--- Trecho fornecido ---

Cunha e Abner, que tem 260 mil seguidores no Twitter, são amigos, torcem juntos pelo Flamengo e, no episódio do beijo gay na novela Amor à Vida, manifestaram-se duramente nas redes sociais. "Não poderia deixar de expressar a minha repulsa pela cena da TV de beijo gay. Daqui a pouco vão colocar cenas de sexo gay", disparou Cunha.
Noves fora as discussões morais e religiosas - um discurso moldado para o seu eleitorado -, o fato é que Cunha se agigantou. É líder do PMDB e controla o blocão, grupo superior a 250 parlamentares insatisfeitos com o governo criado para atazanar Dilma em troca de vantagens. Cunha ganhou o respeito dos comandados pela capacidade incomum de estar 24 horas conectado - "Acooooorda!" é a primeira mensagem que envia no dia a correligionários com quem deseja falar. Chega cedo e sai tarde do Congresso, conhece os atalhos, domina o regimento e se move nos bastidores como ninguém.

---

## Lista de tarefas:
a) Com base no trecho sobre Cunha, responda:
(i) Quantos seguidores Abner tem no Twitter?
(ii) De que partido Cunha é líder?
(iii) Qual é a primeira mensagem do dia que Cunha envia aos correligionários com quem deseja falar?
b) Por favor, traduza para o inglês esta frase do trecho sobre Cunha: "Chega cedo e sai tarde do Congresso, conhece os atalhos, domina o regimento e se move nos bastidores como ninguém."
c) Transcreva do trecho sobre Cunha a parte que vai de "Noves fora as" até "bastidores como ninguém.", inclusive.
As linhas de dados têm outra origem.

--- Conjunto de linhas ---

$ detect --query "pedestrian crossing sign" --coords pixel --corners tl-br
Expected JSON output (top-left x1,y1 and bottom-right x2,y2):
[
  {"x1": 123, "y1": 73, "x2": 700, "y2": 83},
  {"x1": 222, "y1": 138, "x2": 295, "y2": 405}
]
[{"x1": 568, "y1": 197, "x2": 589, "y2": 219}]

---
--- Conjunto de linhas ---

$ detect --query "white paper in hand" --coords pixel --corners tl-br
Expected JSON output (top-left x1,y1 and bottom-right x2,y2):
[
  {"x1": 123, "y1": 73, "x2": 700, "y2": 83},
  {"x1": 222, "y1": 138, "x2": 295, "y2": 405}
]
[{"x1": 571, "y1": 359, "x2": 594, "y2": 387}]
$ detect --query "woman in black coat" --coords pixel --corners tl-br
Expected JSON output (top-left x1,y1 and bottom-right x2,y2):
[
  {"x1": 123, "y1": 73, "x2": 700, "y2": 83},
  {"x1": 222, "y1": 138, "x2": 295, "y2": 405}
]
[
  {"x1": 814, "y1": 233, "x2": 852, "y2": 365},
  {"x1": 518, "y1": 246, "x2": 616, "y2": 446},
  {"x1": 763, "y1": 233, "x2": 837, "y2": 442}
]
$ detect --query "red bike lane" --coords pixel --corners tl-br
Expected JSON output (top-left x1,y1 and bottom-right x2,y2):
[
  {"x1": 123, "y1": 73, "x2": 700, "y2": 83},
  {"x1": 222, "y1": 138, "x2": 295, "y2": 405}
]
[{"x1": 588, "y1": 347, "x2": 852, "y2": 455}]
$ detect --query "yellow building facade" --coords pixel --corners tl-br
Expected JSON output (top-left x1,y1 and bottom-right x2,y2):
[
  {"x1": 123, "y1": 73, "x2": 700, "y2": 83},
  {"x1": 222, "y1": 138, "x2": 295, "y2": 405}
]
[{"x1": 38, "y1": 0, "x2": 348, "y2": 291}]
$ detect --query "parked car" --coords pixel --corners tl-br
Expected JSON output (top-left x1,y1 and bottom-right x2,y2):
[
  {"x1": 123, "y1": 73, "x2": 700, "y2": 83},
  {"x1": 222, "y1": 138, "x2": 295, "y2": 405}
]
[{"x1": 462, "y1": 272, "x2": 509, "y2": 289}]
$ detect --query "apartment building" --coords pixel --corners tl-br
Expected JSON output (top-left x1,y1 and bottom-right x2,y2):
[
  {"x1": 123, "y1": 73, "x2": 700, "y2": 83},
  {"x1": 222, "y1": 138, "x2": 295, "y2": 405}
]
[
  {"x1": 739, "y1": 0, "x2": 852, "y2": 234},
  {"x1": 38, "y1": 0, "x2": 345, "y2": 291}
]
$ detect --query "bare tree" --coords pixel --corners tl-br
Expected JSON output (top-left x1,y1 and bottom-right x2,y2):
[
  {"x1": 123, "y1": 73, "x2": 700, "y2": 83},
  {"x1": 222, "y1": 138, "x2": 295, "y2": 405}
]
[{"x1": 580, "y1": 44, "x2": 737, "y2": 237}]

---

## Respostas por tarefa:
a)
(i) 260 mil.
(ii) Do PMDB.
(iii) "Acooooorda!"

b) He arrives early and leaves Congress late, knows the shortcuts, masters the rules of procedure and moves behind the scenes like no one else.

c)
Noves fora as discussões morais e religiosas - um discurso moldado para o seu eleitorado -, o fato é que Cunha se agigantou. É líder do PMDB e controla o blocão, grupo superior a 250 parlamentares insatisfeitos com o governo criado para atazanar Dilma em troca de vantagens. Cunha ganhou o respeito dos comandados pela capacidade incomum de estar 24 horas conectado - "Acooooorda!" é a primeira mensagem que envia no dia a correligionários com quem deseja falar. Chega cedo e sai tarde do Congresso, conhece os atalhos, domina o regimento e se move nos bastidores como ninguém.